→ Texto para leitura:
_ _ _ _
Agência Brasil
As chuvas extremas que assolaram o litoral norte de
São Paulo no último carnaval, com deslizamentos de encostas, alagamentos e
bairros isolados por interdição de vias de acesso, evidenciou o trabalho da
Defesa Civil e os esforços que este órgão precisa fazer para salvar vidas e
reduzir danos. Mas, uma pesquisa mostrou que as defesas civis municipais do
país enfrentam falta de verba, de pessoal e de estrutura.
Responsável pelo mapeamento de áreas de risco,
prevenção e contenção de desastres ambientais, as defesas civis municipais
devem alertar e assessorar a população. Porém, em 67% desses órgãos, o déficit
de recursos é o principal entrave para a realização do trabalho (26%
corresponde à falta de dinheiro; 22% de equipe e 19% de equipamentos).
Com base em questionário aplicado em 1.993 cidades
que participaram da Pesquisa Municipal em Proteção e Defesa Civil , 72% dos
municípios responderam não ter orçamento próprio para a área, não contando com
dinheiro de outras secretarias ou, às vezes, nem sequer da própria prefeitura.
_ _ _ _
→ O que fazer:
No texto sobre as defesas civis municipais, qual porcentagem dos municípios respondeu não ter orçamento próprio para a área? As entradas não têm nenhuma relação com este trabalho.

→ Entradas fornecidas:
_ _ _ _
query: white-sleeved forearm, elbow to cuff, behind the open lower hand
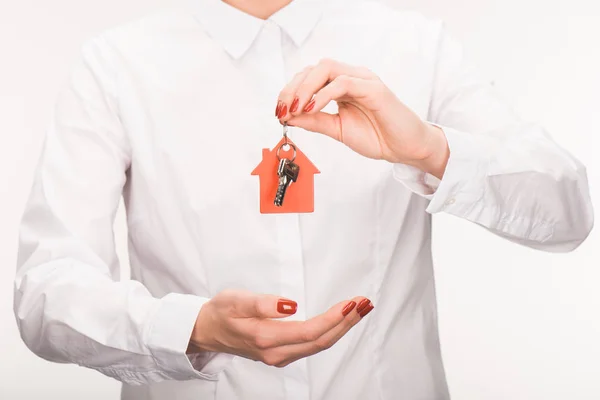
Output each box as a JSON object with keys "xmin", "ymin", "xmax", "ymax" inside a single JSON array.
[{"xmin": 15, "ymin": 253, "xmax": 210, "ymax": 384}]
_ _ _ _
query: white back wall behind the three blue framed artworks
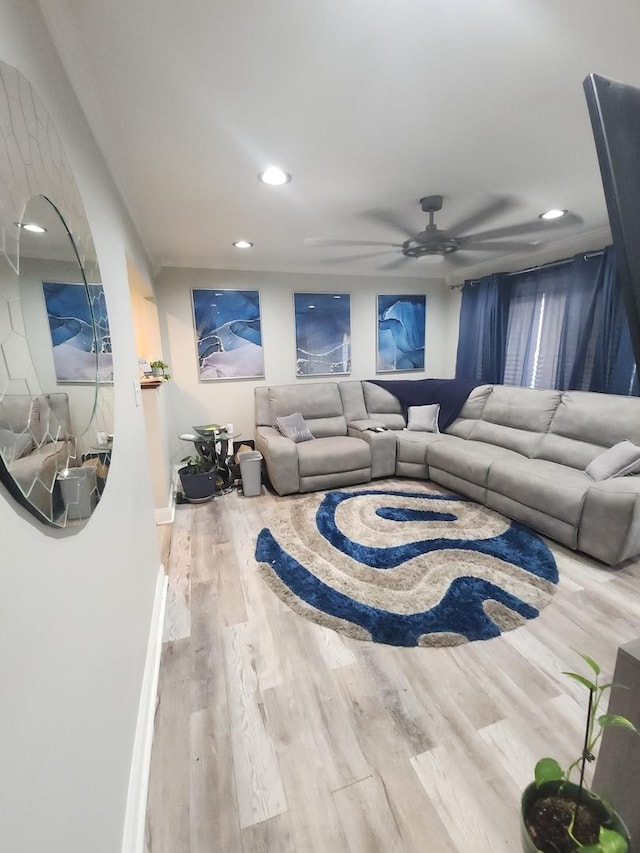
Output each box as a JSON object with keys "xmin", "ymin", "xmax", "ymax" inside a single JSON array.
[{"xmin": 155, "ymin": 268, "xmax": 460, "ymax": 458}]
_ _ _ _
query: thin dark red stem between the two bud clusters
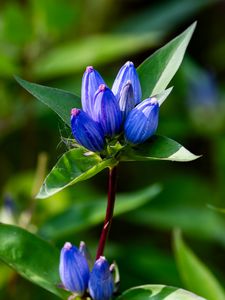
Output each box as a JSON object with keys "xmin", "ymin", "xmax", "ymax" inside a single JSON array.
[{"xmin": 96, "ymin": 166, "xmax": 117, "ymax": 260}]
_ _ _ _
→ Resposta:
72% dos municípios.